[Work request] Within this material, find every line where the string "house" appears, and copy it out.

[Data to examine]
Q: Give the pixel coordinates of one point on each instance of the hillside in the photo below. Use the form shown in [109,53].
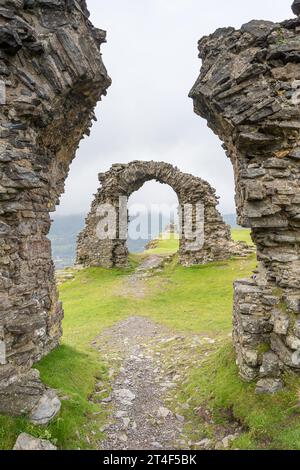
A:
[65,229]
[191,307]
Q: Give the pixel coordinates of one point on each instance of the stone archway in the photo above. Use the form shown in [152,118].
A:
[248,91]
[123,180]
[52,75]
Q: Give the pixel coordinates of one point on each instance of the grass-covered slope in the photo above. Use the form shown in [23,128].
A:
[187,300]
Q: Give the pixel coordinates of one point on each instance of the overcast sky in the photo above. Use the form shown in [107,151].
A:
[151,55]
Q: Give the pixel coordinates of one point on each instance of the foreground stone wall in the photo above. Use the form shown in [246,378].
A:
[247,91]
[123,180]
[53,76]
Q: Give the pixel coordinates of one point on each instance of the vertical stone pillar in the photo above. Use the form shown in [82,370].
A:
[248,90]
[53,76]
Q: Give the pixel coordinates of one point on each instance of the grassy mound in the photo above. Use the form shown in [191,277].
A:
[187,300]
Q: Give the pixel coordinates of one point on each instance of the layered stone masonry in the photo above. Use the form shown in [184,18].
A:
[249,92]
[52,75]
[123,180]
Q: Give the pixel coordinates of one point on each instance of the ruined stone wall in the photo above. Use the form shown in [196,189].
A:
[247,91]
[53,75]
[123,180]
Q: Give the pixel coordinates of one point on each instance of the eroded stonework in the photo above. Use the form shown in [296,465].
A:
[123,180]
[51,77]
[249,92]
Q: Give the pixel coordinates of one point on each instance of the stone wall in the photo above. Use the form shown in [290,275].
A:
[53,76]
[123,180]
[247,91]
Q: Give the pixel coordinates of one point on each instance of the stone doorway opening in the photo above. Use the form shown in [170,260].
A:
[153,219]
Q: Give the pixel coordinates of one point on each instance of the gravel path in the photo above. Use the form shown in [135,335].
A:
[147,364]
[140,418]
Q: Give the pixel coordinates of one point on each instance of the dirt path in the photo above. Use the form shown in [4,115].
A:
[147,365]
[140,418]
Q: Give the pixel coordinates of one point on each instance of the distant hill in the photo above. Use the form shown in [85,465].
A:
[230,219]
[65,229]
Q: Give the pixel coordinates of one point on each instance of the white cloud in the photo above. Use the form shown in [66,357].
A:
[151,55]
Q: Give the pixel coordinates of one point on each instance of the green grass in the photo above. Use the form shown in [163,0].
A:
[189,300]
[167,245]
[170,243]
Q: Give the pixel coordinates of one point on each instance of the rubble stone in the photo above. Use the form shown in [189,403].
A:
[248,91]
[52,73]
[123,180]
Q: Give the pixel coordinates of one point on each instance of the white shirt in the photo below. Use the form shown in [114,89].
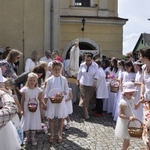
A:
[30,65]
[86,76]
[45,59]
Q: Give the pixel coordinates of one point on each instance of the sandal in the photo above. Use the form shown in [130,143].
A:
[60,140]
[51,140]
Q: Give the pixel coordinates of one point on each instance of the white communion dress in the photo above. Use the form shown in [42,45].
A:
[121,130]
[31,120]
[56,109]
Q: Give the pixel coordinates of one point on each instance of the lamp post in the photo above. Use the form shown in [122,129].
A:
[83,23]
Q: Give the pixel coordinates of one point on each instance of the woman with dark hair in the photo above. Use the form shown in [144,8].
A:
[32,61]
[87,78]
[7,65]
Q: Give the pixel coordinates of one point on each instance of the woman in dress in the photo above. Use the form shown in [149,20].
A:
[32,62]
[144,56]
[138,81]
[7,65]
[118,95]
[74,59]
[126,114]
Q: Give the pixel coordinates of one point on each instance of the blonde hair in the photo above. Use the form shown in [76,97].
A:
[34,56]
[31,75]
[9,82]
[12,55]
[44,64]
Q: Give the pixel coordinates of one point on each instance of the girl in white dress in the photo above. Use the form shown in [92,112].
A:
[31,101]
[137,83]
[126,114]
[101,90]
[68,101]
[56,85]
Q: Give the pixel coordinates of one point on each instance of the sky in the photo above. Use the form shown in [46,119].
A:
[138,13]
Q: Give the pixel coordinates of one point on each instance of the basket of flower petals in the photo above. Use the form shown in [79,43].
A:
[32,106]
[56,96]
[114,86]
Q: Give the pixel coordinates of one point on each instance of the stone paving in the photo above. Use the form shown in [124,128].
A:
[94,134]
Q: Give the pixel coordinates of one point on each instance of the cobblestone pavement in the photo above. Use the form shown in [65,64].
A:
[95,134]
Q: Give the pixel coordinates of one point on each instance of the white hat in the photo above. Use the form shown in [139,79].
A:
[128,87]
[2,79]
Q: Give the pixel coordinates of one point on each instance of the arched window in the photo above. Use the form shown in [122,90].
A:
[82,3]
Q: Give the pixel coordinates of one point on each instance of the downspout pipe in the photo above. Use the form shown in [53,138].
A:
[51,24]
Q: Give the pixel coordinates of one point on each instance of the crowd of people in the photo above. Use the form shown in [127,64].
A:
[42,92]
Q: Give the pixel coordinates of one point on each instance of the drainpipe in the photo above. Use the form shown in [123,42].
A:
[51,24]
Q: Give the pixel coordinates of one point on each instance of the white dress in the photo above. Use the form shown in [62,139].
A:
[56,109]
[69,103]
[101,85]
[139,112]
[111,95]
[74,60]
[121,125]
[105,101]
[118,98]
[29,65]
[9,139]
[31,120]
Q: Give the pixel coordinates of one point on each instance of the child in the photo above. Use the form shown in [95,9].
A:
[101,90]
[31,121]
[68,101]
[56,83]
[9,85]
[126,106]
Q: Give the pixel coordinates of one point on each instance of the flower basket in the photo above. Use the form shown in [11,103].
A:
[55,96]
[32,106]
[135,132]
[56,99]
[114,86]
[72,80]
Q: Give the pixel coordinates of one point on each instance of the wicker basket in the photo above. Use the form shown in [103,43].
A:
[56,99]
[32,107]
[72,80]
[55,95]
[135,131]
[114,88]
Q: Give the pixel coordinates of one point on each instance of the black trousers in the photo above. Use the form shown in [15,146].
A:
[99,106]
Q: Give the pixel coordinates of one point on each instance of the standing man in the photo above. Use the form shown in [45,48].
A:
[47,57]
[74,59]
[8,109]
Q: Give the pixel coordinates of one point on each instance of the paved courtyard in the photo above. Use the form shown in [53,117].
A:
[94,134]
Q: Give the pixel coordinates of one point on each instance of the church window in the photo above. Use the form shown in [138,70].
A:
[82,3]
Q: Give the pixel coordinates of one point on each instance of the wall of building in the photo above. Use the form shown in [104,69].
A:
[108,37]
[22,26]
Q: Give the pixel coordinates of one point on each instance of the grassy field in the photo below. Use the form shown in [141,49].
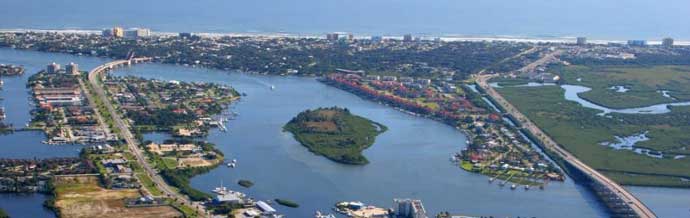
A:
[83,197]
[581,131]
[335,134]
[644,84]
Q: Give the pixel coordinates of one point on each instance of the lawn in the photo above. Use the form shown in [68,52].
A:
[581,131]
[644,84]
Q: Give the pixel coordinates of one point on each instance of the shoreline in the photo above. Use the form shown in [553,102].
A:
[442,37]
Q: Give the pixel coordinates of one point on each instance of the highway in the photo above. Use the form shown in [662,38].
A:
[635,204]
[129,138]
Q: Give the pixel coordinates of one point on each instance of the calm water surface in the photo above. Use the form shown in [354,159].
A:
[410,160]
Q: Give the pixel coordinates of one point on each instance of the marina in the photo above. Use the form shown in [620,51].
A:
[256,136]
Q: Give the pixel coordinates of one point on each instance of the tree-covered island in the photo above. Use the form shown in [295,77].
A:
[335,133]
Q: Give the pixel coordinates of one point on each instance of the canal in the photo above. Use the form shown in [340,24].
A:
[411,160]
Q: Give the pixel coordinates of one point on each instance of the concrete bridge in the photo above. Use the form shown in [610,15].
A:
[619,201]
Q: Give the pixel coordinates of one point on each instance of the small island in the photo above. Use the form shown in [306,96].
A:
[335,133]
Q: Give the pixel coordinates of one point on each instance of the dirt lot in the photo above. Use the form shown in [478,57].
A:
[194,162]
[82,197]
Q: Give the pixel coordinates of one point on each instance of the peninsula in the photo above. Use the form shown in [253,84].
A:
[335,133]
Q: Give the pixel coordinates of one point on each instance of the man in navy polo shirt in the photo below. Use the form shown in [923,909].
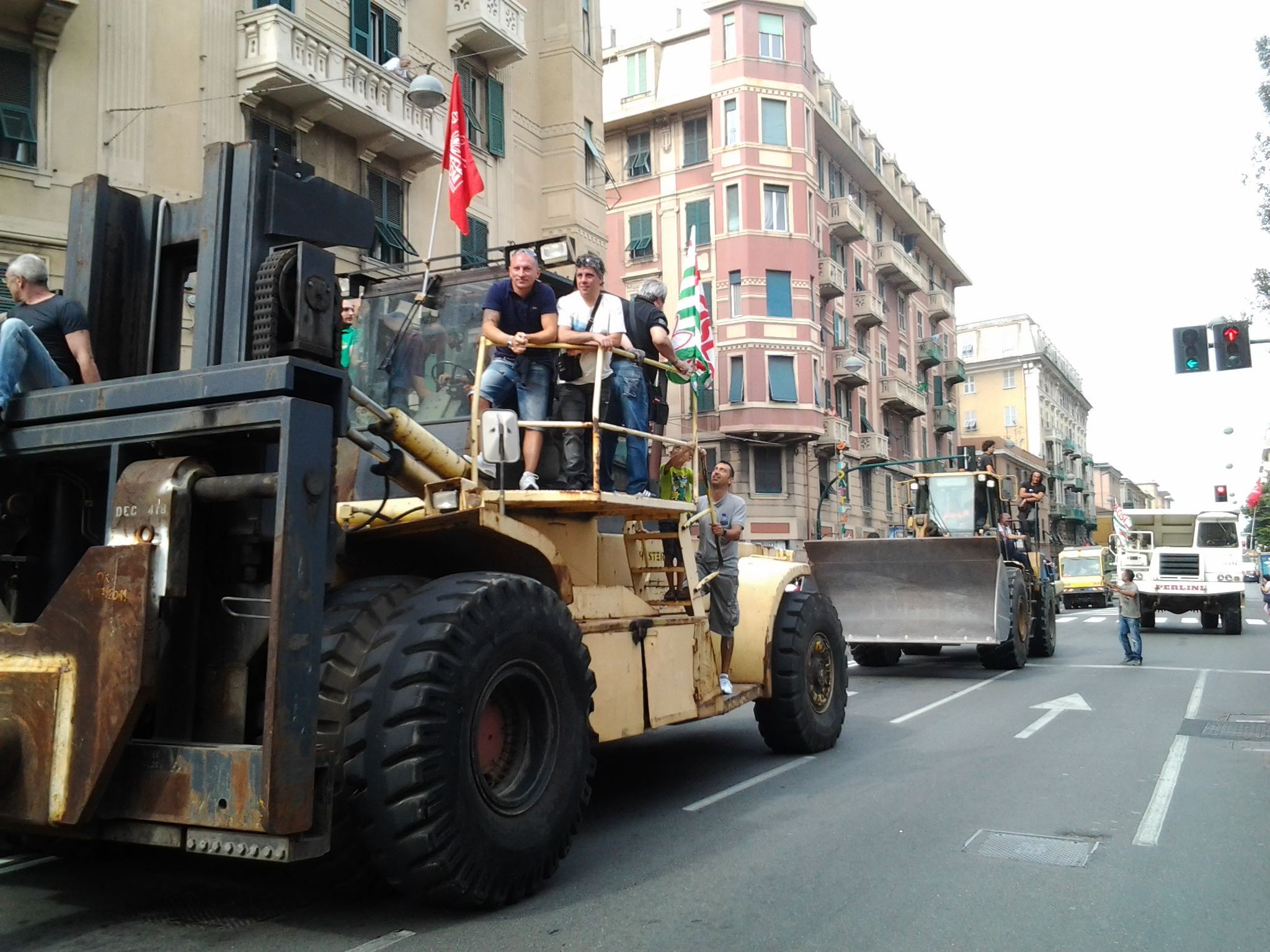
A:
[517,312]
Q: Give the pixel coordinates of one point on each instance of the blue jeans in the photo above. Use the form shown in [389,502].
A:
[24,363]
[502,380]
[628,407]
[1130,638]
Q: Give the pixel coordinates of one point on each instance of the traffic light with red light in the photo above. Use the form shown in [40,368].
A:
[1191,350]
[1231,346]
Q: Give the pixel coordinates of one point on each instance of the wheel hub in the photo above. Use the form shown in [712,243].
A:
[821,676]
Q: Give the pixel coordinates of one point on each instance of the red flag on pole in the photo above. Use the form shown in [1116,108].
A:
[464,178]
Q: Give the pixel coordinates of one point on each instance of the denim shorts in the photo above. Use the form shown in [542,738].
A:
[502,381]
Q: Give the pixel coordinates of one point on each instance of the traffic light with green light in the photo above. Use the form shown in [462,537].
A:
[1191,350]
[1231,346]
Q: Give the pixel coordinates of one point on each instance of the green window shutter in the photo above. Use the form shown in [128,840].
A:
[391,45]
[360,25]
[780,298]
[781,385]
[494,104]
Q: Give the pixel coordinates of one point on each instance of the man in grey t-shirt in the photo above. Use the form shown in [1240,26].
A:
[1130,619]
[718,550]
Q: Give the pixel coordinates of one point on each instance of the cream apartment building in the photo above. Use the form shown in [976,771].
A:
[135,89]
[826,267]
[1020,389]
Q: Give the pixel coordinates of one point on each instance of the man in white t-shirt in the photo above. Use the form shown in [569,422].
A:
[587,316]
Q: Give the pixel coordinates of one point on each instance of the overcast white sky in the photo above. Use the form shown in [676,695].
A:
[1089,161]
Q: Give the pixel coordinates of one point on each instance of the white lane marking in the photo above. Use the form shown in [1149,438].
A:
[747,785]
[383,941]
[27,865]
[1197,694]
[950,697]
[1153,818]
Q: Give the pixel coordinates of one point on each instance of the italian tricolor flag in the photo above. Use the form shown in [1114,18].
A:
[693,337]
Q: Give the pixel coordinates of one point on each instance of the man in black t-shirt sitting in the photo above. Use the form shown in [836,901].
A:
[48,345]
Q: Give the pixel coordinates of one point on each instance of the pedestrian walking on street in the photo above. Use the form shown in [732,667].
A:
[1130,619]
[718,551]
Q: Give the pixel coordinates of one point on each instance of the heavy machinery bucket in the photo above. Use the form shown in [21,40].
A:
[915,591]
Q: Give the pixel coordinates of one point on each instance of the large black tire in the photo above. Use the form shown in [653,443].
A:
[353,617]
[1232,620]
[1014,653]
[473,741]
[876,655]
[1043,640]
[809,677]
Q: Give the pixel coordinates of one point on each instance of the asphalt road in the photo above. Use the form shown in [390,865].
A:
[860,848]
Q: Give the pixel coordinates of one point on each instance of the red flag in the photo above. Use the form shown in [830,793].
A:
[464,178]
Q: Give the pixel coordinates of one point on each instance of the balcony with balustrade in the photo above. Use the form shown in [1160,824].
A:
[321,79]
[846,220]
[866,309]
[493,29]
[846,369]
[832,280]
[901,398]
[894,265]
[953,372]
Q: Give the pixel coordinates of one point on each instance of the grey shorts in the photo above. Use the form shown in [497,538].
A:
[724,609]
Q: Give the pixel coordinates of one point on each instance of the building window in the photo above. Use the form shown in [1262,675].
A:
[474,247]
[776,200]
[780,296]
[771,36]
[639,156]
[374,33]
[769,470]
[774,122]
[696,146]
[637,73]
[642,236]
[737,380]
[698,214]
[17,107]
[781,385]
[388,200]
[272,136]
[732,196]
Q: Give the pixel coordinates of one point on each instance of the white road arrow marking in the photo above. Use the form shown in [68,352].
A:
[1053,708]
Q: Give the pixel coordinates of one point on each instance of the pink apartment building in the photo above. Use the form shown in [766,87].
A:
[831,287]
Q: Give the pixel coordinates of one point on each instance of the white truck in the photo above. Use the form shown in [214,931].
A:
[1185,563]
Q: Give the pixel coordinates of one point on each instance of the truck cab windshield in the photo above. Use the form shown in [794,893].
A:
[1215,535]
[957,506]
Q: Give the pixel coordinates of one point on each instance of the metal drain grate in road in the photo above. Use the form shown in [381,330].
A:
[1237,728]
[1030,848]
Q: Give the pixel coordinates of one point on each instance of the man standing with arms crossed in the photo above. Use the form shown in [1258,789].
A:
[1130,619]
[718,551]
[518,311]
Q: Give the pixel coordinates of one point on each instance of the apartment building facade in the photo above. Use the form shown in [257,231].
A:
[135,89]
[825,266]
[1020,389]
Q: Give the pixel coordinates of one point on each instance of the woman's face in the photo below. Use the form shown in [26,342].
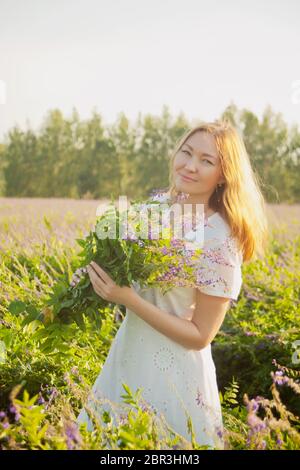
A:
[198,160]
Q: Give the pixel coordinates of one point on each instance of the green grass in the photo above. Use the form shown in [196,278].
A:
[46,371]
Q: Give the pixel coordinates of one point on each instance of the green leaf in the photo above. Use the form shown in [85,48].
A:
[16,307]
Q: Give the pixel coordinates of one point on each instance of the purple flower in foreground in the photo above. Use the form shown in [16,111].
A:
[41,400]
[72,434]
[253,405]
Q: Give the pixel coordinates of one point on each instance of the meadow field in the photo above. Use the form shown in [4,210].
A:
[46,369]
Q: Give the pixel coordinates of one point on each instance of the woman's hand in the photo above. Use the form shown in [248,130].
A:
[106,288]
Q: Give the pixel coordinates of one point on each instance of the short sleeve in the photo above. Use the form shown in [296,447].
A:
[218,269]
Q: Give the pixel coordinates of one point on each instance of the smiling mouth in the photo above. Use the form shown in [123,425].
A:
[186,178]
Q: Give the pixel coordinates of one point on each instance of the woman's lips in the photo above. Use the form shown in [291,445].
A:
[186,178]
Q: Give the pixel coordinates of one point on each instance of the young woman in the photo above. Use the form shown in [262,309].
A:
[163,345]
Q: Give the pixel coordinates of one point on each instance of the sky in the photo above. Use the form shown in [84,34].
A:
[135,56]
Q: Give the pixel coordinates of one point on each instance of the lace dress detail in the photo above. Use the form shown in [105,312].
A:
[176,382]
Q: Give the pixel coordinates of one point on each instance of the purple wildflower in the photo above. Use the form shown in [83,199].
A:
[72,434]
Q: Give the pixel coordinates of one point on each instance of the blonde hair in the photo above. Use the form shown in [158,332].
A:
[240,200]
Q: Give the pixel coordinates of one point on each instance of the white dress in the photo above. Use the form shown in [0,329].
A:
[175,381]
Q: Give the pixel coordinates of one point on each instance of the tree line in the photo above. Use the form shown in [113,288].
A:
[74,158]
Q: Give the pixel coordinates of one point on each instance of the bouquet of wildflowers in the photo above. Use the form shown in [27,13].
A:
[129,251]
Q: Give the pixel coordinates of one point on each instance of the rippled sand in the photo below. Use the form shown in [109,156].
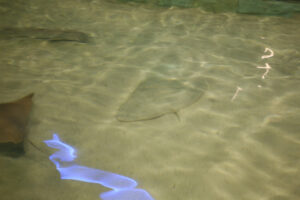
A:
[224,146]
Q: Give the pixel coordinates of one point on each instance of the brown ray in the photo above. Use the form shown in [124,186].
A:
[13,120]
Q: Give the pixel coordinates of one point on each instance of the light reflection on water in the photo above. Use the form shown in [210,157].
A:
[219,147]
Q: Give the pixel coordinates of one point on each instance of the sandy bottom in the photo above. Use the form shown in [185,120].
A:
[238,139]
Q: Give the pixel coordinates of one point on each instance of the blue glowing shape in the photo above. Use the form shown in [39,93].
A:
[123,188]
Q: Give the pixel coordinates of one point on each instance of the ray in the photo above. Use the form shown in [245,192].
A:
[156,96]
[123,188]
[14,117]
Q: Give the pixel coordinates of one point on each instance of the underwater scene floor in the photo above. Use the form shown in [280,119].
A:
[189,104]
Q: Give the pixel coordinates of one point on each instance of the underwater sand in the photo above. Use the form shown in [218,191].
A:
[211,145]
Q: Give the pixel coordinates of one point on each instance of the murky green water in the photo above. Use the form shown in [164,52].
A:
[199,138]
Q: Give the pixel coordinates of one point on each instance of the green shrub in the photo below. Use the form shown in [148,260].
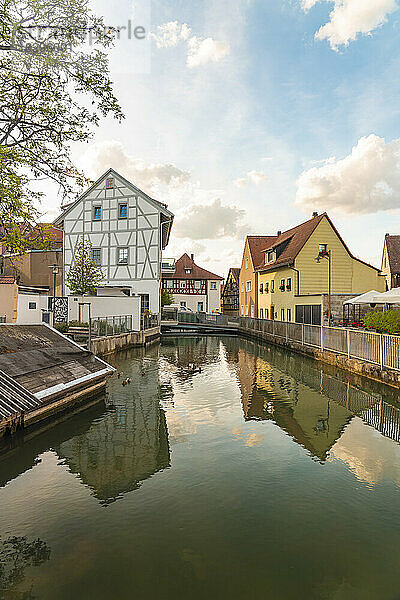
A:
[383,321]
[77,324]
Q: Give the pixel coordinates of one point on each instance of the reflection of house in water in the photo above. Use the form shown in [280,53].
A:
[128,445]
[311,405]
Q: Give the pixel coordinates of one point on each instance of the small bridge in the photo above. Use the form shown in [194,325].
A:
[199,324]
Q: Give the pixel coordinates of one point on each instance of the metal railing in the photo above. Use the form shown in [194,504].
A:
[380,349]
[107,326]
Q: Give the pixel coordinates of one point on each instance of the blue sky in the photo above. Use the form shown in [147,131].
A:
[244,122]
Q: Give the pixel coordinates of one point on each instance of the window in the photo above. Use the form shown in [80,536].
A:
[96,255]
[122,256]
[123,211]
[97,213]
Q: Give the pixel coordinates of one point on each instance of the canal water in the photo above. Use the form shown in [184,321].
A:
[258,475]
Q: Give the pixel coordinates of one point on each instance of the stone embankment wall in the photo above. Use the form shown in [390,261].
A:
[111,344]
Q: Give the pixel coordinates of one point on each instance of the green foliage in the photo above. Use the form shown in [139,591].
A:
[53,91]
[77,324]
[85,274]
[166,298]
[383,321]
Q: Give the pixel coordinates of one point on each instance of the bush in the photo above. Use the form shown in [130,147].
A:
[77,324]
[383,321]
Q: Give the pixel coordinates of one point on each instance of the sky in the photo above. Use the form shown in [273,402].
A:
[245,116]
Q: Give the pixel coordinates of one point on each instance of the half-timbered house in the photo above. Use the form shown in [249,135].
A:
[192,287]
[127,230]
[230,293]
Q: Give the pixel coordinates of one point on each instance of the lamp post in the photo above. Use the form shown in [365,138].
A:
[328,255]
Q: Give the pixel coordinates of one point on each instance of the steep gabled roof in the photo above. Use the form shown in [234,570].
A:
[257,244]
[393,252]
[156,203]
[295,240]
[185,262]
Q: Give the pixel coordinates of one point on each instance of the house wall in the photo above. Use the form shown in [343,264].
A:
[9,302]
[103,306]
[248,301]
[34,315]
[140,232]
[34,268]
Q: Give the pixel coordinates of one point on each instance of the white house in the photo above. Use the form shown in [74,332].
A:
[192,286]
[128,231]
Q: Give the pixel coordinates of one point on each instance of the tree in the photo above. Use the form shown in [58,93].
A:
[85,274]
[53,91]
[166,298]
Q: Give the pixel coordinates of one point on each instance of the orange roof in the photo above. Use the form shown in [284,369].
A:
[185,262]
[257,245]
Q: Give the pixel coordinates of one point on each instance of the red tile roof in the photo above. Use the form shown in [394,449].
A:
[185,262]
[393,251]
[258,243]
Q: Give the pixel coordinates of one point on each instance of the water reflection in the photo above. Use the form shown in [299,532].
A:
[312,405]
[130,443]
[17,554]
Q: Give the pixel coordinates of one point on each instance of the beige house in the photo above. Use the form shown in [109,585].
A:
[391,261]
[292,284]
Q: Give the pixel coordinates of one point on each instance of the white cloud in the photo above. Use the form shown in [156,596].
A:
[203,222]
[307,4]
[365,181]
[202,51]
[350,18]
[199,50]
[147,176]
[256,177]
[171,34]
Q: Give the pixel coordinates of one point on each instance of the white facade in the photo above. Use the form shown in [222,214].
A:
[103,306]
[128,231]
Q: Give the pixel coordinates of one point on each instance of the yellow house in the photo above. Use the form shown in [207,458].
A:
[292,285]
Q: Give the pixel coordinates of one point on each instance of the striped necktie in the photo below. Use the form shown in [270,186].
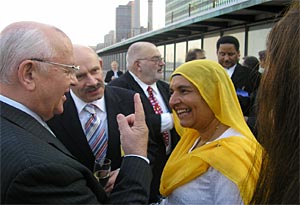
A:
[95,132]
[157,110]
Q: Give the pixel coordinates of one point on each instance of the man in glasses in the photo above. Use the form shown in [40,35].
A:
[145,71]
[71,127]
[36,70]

[Solution]
Q: Give the pixel coordinates of one point on each instance of the reflection of house in water in the photo above. Use the form shown in [280,53].
Q: Give the pixel coordinates of one point on each instance of the half-timbered house in the photo above. Use the form shown in [249,135].
Q: Give the pixel coordinates of one point on each instance of the house wall in the photo above. Use the form shown in [343,264].
Q: Give the pixel coordinates of one point on each instance of the white house in the photo above. Use the form shown in [74,332].
Q: Give the pixel coordinates of one point on each instance of the beige house in the photo above. Use the form shown in [109,585].
Q: Give the pixel coordinates of one point on each instance of the yellow house in the photo above. Use the form shown in [207,458].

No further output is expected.